#### TRECHO DO DOCUMENTO
Jovem que preferiu não se identificar

”No dia 6 de dezembro do ano passado, voltando pra casa num ônibus, fui assediada. O ônibus estava lotado e, no decorrer da viagem, fiquei incomodada por estar sendo pressionada. Achei que pudesse ser uma sacola, já que vi muitas pessoas entrando no ônibus com compras. Mas, na verdade, levei um susto quando me deparei com um homem de meia idade colado em mim e com sinais de excitação. Reagi verbalmente, fiz escândalo, mas, mesmo eu que sou instruída, não consegui discernir sobre qual a melhor atitude a ser tomada e, por fim, chorei diante da humilhação. Se não bastasse a cara de deboche do agressor, que afirmou que eu é quem estava me esfregando nele, ainda tive que me deparar com a passividade dos passageiros que soltaram frases cruas e envoltas em preconceito. Ouvi que tal comportamento era normal, corriqueiro e que eu era boba em chamar atenção para o fato, pois eu passaria como ridícula e não como vítima. Ouvi ainda que não deveria perder meu tempo fazendo um boletim de ocorrência, pois casos piores não são resolvidos, imagina uma coisa "boba" dessas. Fiquei ainda mais revoltada diante de tais pensamentos. Como aquelas pessoas podiam ser coniventes com uma agressão? Em contramão a tudo o que me disseram, fiz o meu papel: fui à Delegacia da Mulher e registrei o ocorrido. Por várias noites, não consegui dormir pensando no que eu realmente deveria ter feito naquele momento. Meu caso não foi solucionado mas, o que me deixa menos angustiada, é saber que ele consta nas estatísticas como um testemunho de que assédio é, infelizmente, corriqueiro e precisa ser combatido.”

#### MATERIAL FORNECIDO
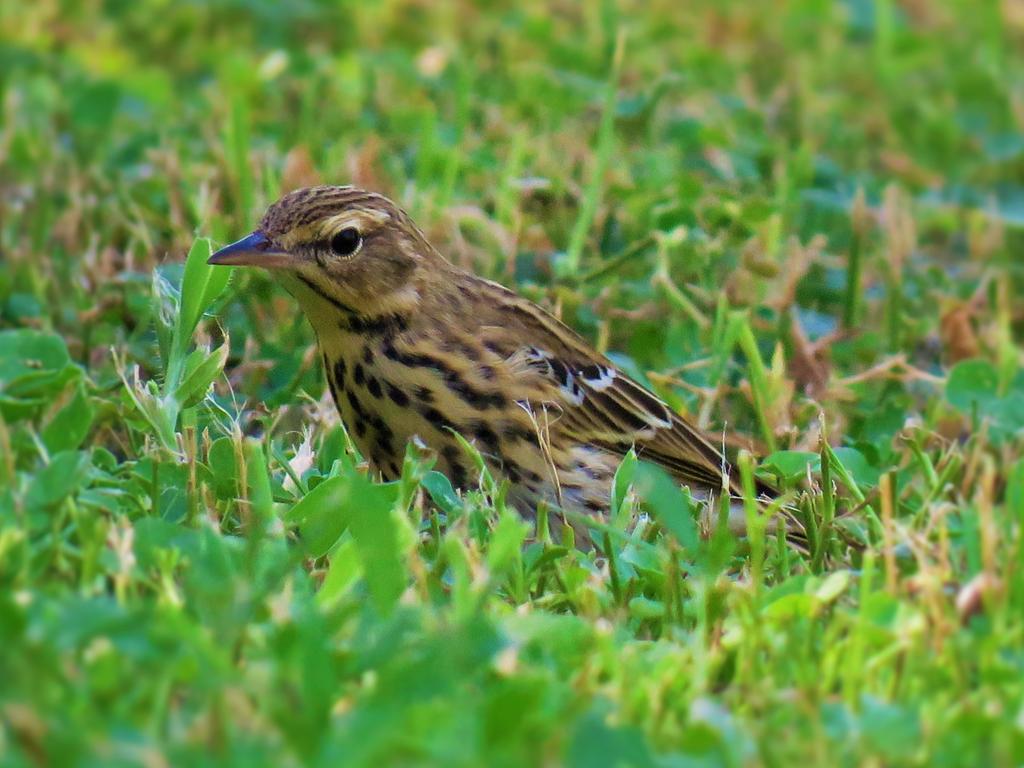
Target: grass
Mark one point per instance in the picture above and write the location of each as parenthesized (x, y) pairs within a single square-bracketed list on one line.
[(800, 223)]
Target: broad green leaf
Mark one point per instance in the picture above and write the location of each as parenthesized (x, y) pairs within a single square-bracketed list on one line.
[(972, 384), (441, 492), (57, 480), (71, 424), (201, 370), (201, 286), (666, 501), (367, 508), (506, 541)]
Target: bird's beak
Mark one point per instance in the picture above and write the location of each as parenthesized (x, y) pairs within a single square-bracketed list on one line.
[(252, 250)]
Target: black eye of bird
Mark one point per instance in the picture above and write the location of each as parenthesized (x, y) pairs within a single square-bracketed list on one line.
[(346, 242)]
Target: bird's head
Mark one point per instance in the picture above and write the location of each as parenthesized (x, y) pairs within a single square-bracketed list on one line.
[(340, 247)]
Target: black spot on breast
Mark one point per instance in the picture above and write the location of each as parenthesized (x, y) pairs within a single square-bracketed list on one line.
[(339, 373), (486, 435), (437, 419), (356, 406), (382, 325), (397, 396), (516, 432), (558, 370)]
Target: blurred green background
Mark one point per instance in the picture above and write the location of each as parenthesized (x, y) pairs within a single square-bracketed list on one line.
[(800, 222)]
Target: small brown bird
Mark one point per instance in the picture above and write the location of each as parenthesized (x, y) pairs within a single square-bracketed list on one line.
[(414, 346)]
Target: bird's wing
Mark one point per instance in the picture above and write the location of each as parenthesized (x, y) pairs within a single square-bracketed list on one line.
[(601, 406)]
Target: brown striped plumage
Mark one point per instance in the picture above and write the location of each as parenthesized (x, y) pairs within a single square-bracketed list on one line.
[(415, 347)]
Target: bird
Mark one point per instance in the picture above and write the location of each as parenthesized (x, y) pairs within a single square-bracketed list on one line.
[(416, 348)]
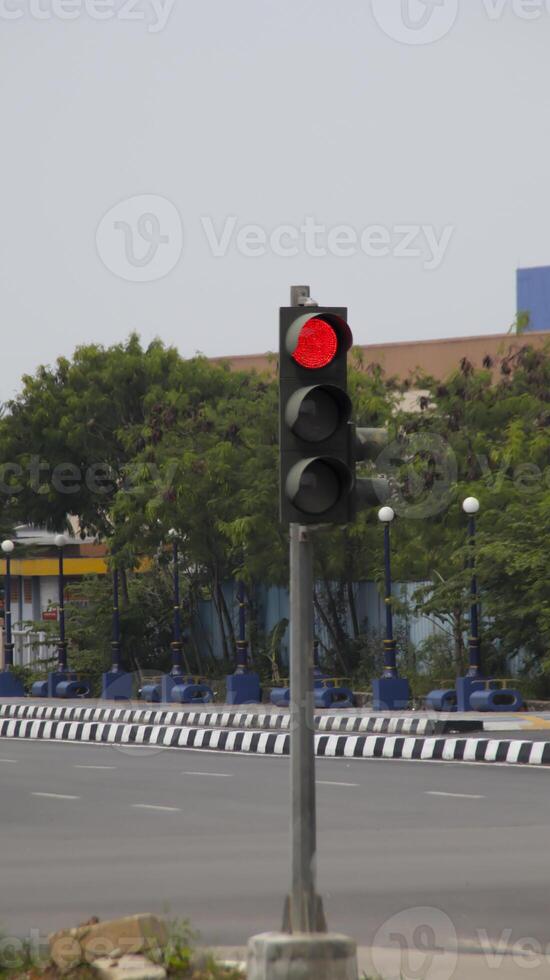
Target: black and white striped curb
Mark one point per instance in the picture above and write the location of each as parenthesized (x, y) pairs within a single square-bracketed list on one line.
[(277, 744), (230, 719)]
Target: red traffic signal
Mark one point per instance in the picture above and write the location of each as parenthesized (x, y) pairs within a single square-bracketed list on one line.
[(316, 472), (315, 339)]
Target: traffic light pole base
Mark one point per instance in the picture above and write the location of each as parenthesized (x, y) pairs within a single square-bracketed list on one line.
[(390, 694), (116, 685), (302, 956), (243, 689), (10, 685)]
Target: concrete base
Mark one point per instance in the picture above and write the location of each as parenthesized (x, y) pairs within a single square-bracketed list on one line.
[(10, 685), (390, 694), (316, 956), (48, 688), (243, 689), (465, 687), (161, 693), (116, 686)]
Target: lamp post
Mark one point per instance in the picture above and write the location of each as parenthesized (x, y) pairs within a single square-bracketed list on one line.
[(390, 692), (386, 516), (242, 645), (8, 547), (176, 645), (116, 683), (243, 686), (60, 543), (471, 507), (115, 645), (10, 685)]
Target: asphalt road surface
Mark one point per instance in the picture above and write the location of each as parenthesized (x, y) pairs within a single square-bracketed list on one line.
[(90, 830)]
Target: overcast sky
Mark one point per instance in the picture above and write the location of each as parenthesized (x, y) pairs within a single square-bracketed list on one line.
[(174, 167)]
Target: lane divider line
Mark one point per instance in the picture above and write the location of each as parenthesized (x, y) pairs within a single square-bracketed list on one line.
[(56, 796), (455, 796), (272, 743), (219, 775), (153, 806)]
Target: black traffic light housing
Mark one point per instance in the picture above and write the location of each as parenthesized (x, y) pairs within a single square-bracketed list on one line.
[(316, 446)]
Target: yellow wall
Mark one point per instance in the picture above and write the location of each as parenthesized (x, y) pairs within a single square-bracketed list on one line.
[(50, 566)]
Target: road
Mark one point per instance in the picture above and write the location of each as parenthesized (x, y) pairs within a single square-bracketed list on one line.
[(216, 850)]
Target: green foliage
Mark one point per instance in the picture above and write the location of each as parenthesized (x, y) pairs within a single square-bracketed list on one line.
[(160, 442)]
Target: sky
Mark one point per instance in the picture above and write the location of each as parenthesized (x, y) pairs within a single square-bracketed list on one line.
[(172, 167)]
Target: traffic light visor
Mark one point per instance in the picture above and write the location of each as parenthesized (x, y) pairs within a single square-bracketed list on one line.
[(314, 340), (316, 485), (314, 414)]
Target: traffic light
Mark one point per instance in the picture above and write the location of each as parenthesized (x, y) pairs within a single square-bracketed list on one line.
[(316, 439)]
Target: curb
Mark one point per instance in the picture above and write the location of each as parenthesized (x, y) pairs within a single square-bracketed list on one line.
[(270, 743), (228, 719)]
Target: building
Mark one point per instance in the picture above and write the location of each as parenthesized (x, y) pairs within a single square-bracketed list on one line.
[(406, 359), (34, 582), (533, 298)]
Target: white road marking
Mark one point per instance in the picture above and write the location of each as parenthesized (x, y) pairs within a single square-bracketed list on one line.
[(221, 775), (56, 796), (151, 806), (94, 767), (456, 796), (326, 782)]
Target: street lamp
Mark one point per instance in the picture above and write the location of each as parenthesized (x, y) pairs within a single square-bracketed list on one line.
[(176, 645), (243, 686), (386, 516), (10, 685), (389, 692), (242, 645), (471, 507), (8, 548), (60, 542), (116, 683), (115, 645)]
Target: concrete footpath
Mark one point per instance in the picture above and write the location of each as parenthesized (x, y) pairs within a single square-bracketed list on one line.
[(381, 963)]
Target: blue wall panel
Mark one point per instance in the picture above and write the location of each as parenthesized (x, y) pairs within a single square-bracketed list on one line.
[(533, 294)]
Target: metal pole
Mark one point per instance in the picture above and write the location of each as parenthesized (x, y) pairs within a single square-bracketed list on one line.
[(115, 646), (304, 911), (62, 648), (8, 653), (242, 645), (474, 669), (390, 661), (177, 646)]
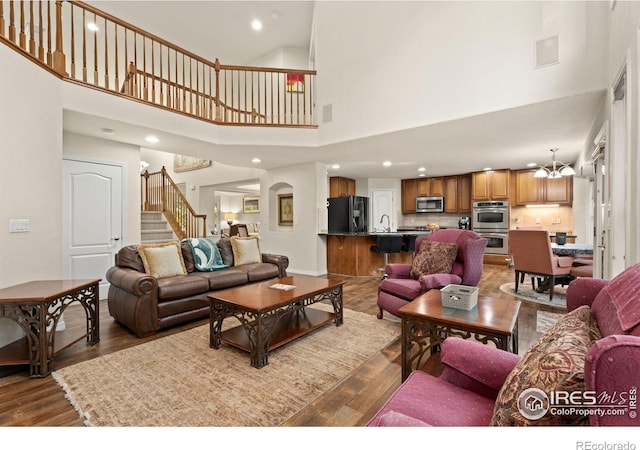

#### OBJETIVO
No relato, aonde a jovem foi para registrar o que aconteceu no ônibus? As entradas não têm relação com o relato.

#### RESULTADO
À Delegacia da Mulher.